***** Provided entries
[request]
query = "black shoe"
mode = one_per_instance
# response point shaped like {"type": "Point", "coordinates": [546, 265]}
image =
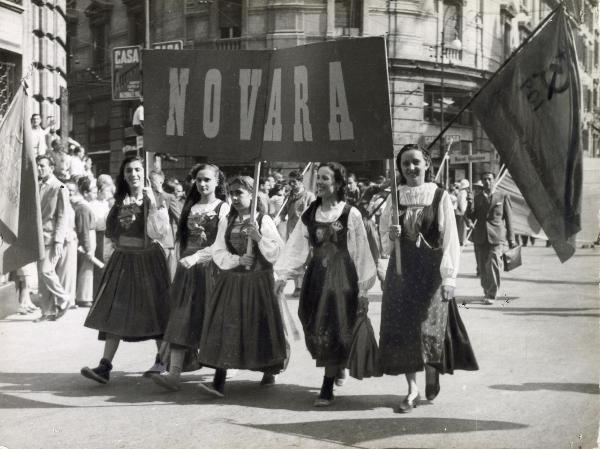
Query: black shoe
{"type": "Point", "coordinates": [432, 383]}
{"type": "Point", "coordinates": [268, 380]}
{"type": "Point", "coordinates": [100, 374]}
{"type": "Point", "coordinates": [407, 405]}
{"type": "Point", "coordinates": [340, 377]}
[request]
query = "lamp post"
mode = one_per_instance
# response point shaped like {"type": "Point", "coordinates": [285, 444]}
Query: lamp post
{"type": "Point", "coordinates": [457, 45]}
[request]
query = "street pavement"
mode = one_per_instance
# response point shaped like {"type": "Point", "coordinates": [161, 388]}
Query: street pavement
{"type": "Point", "coordinates": [537, 386]}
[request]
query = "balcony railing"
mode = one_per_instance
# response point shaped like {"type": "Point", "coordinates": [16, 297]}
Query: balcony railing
{"type": "Point", "coordinates": [233, 43]}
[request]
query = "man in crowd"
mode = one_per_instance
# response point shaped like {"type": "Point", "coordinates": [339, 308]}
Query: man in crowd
{"type": "Point", "coordinates": [54, 199]}
{"type": "Point", "coordinates": [352, 191]}
{"type": "Point", "coordinates": [298, 201]}
{"type": "Point", "coordinates": [491, 212]}
{"type": "Point", "coordinates": [38, 135]}
{"type": "Point", "coordinates": [168, 200]}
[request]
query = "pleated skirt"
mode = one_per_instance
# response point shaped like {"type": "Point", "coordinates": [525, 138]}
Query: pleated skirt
{"type": "Point", "coordinates": [189, 291]}
{"type": "Point", "coordinates": [132, 301]}
{"type": "Point", "coordinates": [243, 326]}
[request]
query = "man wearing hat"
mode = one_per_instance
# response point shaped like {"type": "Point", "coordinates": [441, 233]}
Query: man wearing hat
{"type": "Point", "coordinates": [491, 212]}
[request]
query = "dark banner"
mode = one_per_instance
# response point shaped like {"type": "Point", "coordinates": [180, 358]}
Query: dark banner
{"type": "Point", "coordinates": [535, 125]}
{"type": "Point", "coordinates": [318, 102]}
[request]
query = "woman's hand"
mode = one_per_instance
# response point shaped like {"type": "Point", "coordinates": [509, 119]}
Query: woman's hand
{"type": "Point", "coordinates": [279, 286]}
{"type": "Point", "coordinates": [447, 293]}
{"type": "Point", "coordinates": [149, 195]}
{"type": "Point", "coordinates": [188, 262]}
{"type": "Point", "coordinates": [395, 231]}
{"type": "Point", "coordinates": [251, 231]}
{"type": "Point", "coordinates": [363, 305]}
{"type": "Point", "coordinates": [247, 260]}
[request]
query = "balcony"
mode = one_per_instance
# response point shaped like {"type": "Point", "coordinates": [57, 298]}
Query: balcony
{"type": "Point", "coordinates": [233, 43]}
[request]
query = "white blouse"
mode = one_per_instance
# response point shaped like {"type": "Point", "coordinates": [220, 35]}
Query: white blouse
{"type": "Point", "coordinates": [416, 198]}
{"type": "Point", "coordinates": [297, 247]}
{"type": "Point", "coordinates": [205, 254]}
{"type": "Point", "coordinates": [270, 245]}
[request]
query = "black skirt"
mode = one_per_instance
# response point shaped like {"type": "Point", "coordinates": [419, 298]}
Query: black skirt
{"type": "Point", "coordinates": [132, 301]}
{"type": "Point", "coordinates": [189, 291]}
{"type": "Point", "coordinates": [243, 326]}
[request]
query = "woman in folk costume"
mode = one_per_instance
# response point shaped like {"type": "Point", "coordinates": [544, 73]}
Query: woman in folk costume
{"type": "Point", "coordinates": [203, 210]}
{"type": "Point", "coordinates": [414, 315]}
{"type": "Point", "coordinates": [340, 270]}
{"type": "Point", "coordinates": [132, 301]}
{"type": "Point", "coordinates": [243, 326]}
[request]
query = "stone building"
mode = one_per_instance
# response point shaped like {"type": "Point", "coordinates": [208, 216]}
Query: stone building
{"type": "Point", "coordinates": [439, 51]}
{"type": "Point", "coordinates": [33, 42]}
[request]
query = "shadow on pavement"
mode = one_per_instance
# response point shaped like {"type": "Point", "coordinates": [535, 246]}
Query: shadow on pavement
{"type": "Point", "coordinates": [355, 431]}
{"type": "Point", "coordinates": [49, 390]}
{"type": "Point", "coordinates": [536, 386]}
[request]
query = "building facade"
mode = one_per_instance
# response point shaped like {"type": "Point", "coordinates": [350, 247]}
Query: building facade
{"type": "Point", "coordinates": [440, 52]}
{"type": "Point", "coordinates": [33, 46]}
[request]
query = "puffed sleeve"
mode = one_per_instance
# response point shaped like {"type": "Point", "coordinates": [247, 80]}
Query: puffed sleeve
{"type": "Point", "coordinates": [450, 244]}
{"type": "Point", "coordinates": [294, 253]}
{"type": "Point", "coordinates": [384, 226]}
{"type": "Point", "coordinates": [206, 254]}
{"type": "Point", "coordinates": [158, 223]}
{"type": "Point", "coordinates": [358, 247]}
{"type": "Point", "coordinates": [221, 255]}
{"type": "Point", "coordinates": [270, 245]}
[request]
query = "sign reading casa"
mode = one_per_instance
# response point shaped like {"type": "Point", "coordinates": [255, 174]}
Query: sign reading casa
**********
» **Task brief**:
Reproduce the listing exactly. Leave its pictures out.

» **The response**:
[request]
query = "black shoe"
mode = one_per_instance
# response point shaped like {"type": "Point", "coordinates": [546, 265]}
image =
Query: black shoe
{"type": "Point", "coordinates": [432, 383]}
{"type": "Point", "coordinates": [268, 380]}
{"type": "Point", "coordinates": [100, 374]}
{"type": "Point", "coordinates": [407, 405]}
{"type": "Point", "coordinates": [340, 377]}
[request]
query = "lamp post"
mode = one_per_instance
# response point shaped like {"type": "Point", "coordinates": [285, 444]}
Query: lamp post
{"type": "Point", "coordinates": [457, 45]}
[request]
query = "street pavement"
mode = one_per_instance
# response point shaped like {"type": "Point", "coordinates": [161, 388]}
Query: street pavement
{"type": "Point", "coordinates": [537, 386]}
[request]
query = "balcony railing"
mode = one_per_instance
# response point shaped like {"type": "Point", "coordinates": [16, 297]}
Query: balcony railing
{"type": "Point", "coordinates": [233, 43]}
[request]
query = "man in crowd"
mode = one_per_instance
# response point shaped like {"type": "Point", "coordinates": [339, 308]}
Query: man in crowd
{"type": "Point", "coordinates": [54, 199]}
{"type": "Point", "coordinates": [352, 191]}
{"type": "Point", "coordinates": [298, 201]}
{"type": "Point", "coordinates": [491, 212]}
{"type": "Point", "coordinates": [38, 135]}
{"type": "Point", "coordinates": [168, 200]}
[request]
query = "pleated skirt"
mode = one_per_instance
# response point shaped like {"type": "Point", "coordinates": [525, 138]}
Query: pleated skirt
{"type": "Point", "coordinates": [189, 291]}
{"type": "Point", "coordinates": [132, 301]}
{"type": "Point", "coordinates": [243, 326]}
[request]
query = "man wearing hat"
mode = one_per_instance
# response point shaped like {"type": "Point", "coordinates": [441, 233]}
Query: man wearing hat
{"type": "Point", "coordinates": [491, 212]}
[request]
query = "dark banner"
mode = one_per_instance
# response point shaped like {"type": "Point", "coordinates": [180, 358]}
Query: dark banner
{"type": "Point", "coordinates": [535, 125]}
{"type": "Point", "coordinates": [318, 102]}
[request]
query = "woman's hand"
mode = one_per_instance
# response point shaped like {"type": "Point", "coordinates": [509, 119]}
Query: woman's hand
{"type": "Point", "coordinates": [279, 286]}
{"type": "Point", "coordinates": [447, 293]}
{"type": "Point", "coordinates": [149, 195]}
{"type": "Point", "coordinates": [188, 262]}
{"type": "Point", "coordinates": [395, 231]}
{"type": "Point", "coordinates": [251, 231]}
{"type": "Point", "coordinates": [363, 305]}
{"type": "Point", "coordinates": [247, 260]}
[request]
query = "balcony"
mode = one_per_instance
# response point shaped like {"type": "Point", "coordinates": [57, 298]}
Query: balcony
{"type": "Point", "coordinates": [233, 43]}
[request]
query = "white blouse"
mode = one_per_instance
# response point shaped like {"type": "Point", "coordinates": [220, 35]}
Query: white blouse
{"type": "Point", "coordinates": [416, 198]}
{"type": "Point", "coordinates": [297, 247]}
{"type": "Point", "coordinates": [205, 254]}
{"type": "Point", "coordinates": [270, 245]}
[request]
query = "black skirt"
mode = one_per_instance
# response point shaped like {"type": "Point", "coordinates": [419, 298]}
Query: black skirt
{"type": "Point", "coordinates": [132, 301]}
{"type": "Point", "coordinates": [189, 291]}
{"type": "Point", "coordinates": [243, 326]}
[request]
query = "woman in folk costume"
mode = one_per_instance
# response point shaped like {"type": "Point", "coordinates": [544, 73]}
Query: woman in folk costume
{"type": "Point", "coordinates": [203, 210]}
{"type": "Point", "coordinates": [414, 315]}
{"type": "Point", "coordinates": [340, 270]}
{"type": "Point", "coordinates": [132, 301]}
{"type": "Point", "coordinates": [243, 326]}
[request]
query = "stone building"
mode = one_per_instance
# response point shaped like {"type": "Point", "coordinates": [208, 216]}
Query: stone building
{"type": "Point", "coordinates": [439, 51]}
{"type": "Point", "coordinates": [33, 42]}
[request]
query = "shadow on pavement"
mode = one_per_instance
# response point shaped like {"type": "Point", "coordinates": [535, 246]}
Query: shadow on pavement
{"type": "Point", "coordinates": [355, 431]}
{"type": "Point", "coordinates": [49, 390]}
{"type": "Point", "coordinates": [536, 386]}
[request]
query = "building facade"
mode = one_per_instance
# response point shaped like {"type": "Point", "coordinates": [350, 247]}
Query: building facade
{"type": "Point", "coordinates": [440, 52]}
{"type": "Point", "coordinates": [33, 46]}
[request]
query = "puffed sleeve"
mode = one_per_instance
# response point shaped like {"type": "Point", "coordinates": [247, 80]}
Query: puffed sleeve
{"type": "Point", "coordinates": [450, 244]}
{"type": "Point", "coordinates": [294, 253]}
{"type": "Point", "coordinates": [384, 226]}
{"type": "Point", "coordinates": [206, 254]}
{"type": "Point", "coordinates": [158, 223]}
{"type": "Point", "coordinates": [358, 247]}
{"type": "Point", "coordinates": [221, 255]}
{"type": "Point", "coordinates": [270, 245]}
[request]
query = "sign reading casa"
mode = one_per_instance
# response point shaped like {"type": "Point", "coordinates": [255, 174]}
Query: sign reading casa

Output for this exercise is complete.